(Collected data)
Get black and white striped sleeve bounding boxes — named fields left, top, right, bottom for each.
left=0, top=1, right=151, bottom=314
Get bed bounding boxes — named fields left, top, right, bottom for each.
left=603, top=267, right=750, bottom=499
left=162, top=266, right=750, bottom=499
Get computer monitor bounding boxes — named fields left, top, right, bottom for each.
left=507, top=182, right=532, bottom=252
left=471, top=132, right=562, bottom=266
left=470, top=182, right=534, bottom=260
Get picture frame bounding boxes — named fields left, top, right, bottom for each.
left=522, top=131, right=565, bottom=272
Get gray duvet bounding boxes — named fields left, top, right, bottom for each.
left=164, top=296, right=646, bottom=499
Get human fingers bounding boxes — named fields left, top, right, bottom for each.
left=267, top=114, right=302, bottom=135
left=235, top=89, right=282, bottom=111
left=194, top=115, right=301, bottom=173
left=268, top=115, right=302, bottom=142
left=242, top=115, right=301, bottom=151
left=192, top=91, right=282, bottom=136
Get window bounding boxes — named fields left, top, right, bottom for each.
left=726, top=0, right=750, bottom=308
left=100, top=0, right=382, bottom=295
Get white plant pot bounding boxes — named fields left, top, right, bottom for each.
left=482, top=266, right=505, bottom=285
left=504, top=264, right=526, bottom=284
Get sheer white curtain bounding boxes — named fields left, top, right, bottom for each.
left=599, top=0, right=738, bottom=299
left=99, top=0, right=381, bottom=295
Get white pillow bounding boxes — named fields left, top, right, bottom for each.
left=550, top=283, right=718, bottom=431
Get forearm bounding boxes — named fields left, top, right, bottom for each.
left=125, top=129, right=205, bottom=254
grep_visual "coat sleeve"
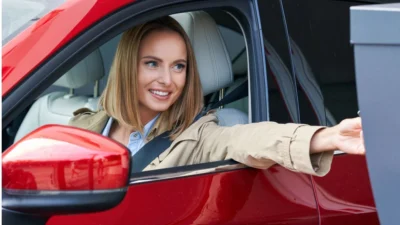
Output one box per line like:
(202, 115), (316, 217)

> The problem: Only an exact copy of the records counts as an answer. Leave out the images.

> Written solution:
Get black and white striped sleeve bounding boxes — named fields left, top, right, bottom for each.
left=0, top=1, right=151, bottom=314
Get bed bounding boxes — named fields left, top, right, bottom for each.
left=603, top=267, right=750, bottom=499
left=162, top=266, right=750, bottom=499
Get computer monitor bounding boxes — named fields left, top, right, bottom for each.
left=507, top=182, right=532, bottom=252
left=471, top=132, right=562, bottom=266
left=470, top=182, right=534, bottom=260
Get picture frame bounding boxes — named fields left, top, right, bottom for each.
left=522, top=131, right=565, bottom=272
Get gray duvet bounding boxes — named fields left, top, right, bottom for each.
left=164, top=296, right=646, bottom=499
Get human fingers bounding boxes — named fields left, top, right, bottom for each.
left=267, top=114, right=302, bottom=135
left=235, top=89, right=282, bottom=111
left=194, top=115, right=301, bottom=173
left=268, top=115, right=302, bottom=142
left=242, top=115, right=301, bottom=151
left=192, top=91, right=282, bottom=136
Get window bounding boxes — named fields left, top, right, bottom for each.
left=726, top=0, right=750, bottom=308
left=100, top=0, right=382, bottom=295
Get white plant pot bounding boxes — named fields left, top, right, bottom for each.
left=482, top=266, right=505, bottom=285
left=504, top=264, right=526, bottom=284
Get sheer white curtain bounding boxes — named fields left, top, right, bottom for each.
left=599, top=0, right=738, bottom=299
left=99, top=0, right=381, bottom=295
Get white pillow bounding boxes — named fields left, top, right, bottom for each.
left=550, top=283, right=718, bottom=431
Get forearm bounding boxes — named fields left, top, right, bottom for each.
left=125, top=129, right=205, bottom=254
grep_visual "coat sleeve"
Output one box per line like:
(202, 115), (316, 217)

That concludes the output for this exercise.